> _Page excerpt_
-- Begin --
13 March 2016 - Sunday

'Schönste Bücher aus aller Welt' | La Superba review

       'Schönste Bücher aus aller Welt'

       The 'Schönste Bücher aus aller Welt'-competition -- perhaps a bit too ... carefully translated as the Best Book Design from all over the World -- is a nice little competition they've been holding for ages. The awards are a bit confusing: yes, there's a 'Gold Medal' -- but that goes to the runner-up; the top award is the 'Goldene Letter'. Then there are two silver medals, and five bronze medals .....
       But, anyway: it's a nice idea, and they do showcase some neat books, and they've announced this year's prizes.

(Posted by: M.A.Orthofer)    - permanent link -

       La Superba review

       The most recent addition to the complete review is my review of Ilja Leonard Pfeijffer's 2014 Libris Literatuurprijs-winning La Superba, coming out next week in Michele Hutchison's English translation from Deep Vellum.

(Posted by: M.A.Orthofer)    - permanent link -

12 March 2016 - Saturday

French-American Foundation Translation Prize finalists
Holberg Prize 2016 | Mass-market format

       French-American Foundation Translation Prize finalists

       They've announced the finalists for the 2015 French-American Foundation Translation Prizes.
       None of the non-fiction finalists are under review at the complete review, but three of the five fiction finalists are:
  • The Foundling's War by Michel Déon, by Julian Evans
  • The Great Swindle by Pierre Lemaitre, tr. Frank Wynne
  • The Meursault Investigation by Kamel Daoud, tr. John Cullen
  • Les Miserables by Victor Hugo, tr. Christine Donougher
  • Nagasaki by Eric Faye, tr. Emily Boyce
       (Of the recently announced Man Booker International Prize finalists (see my previous mention) Maylis de Kerangal's Mend the Living (US title: The Heart) -- in either translation -- wasn't eligible (it will be next year) -- but Fiston Mwanza Mujila's Tram 83 was, and I am kind of surprised not to see it here. As far as the (American) Best Translated Book Award (longlist to be announced 29 March) goes, Les Miserables isn't eligible (it's a re-translation -- it also wasn't Man Booker eligible, on account of its dead author), and I think the Daoud is the only likely bet, with outside chances for the Lemaitre.)

(Posted by: M.A.Orthofer)    - permanent link -

       Holberg Prize 2016

       They've announced that Stephen Greenblatt will get the 2016 Holberg Prize, a NOK 4.5 million (ca. US$735,000) prize, awarded to: "a scholar who [has] made outstanding contributions to research in the arts and humanities, social science, law or theology, either within one of these fields or through interdisciplinary work".
-- End --
> _Written instruction A_
List the titles of the fiction finalists for the French-American Foundation Translation Prizes that the literary blog excerpt names.
> _Written instruction B_
Copy out everything in the literary blog excerpt from "The most recent" down to "from Deep Vellum.", keeping the wording and punctuation unchanged.

> _Excerpted records_
-- Begin --
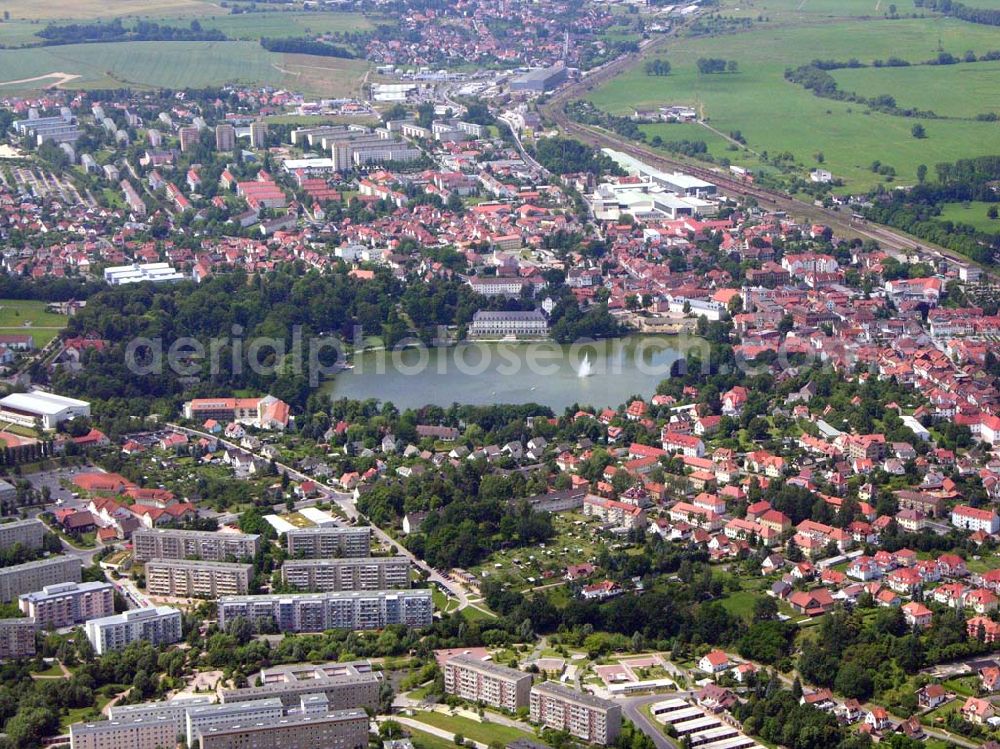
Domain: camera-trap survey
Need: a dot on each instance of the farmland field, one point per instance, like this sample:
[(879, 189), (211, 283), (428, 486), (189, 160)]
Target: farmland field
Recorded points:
[(177, 65), (776, 116), (28, 316), (972, 213)]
-- End --
> _Exercise solution A_
The Foundling's War
The Great Swindle
The Meursault Investigation
Les Miserables
Nagasaki

> _Exercise solution B_
The most recent addition to the complete review is my review of Ilja Leonard Pfeijffer's 2014 Libris Literatuurprijs-winning La Superba, coming out next week in Michele Hutchison's English translation from Deep Vellum.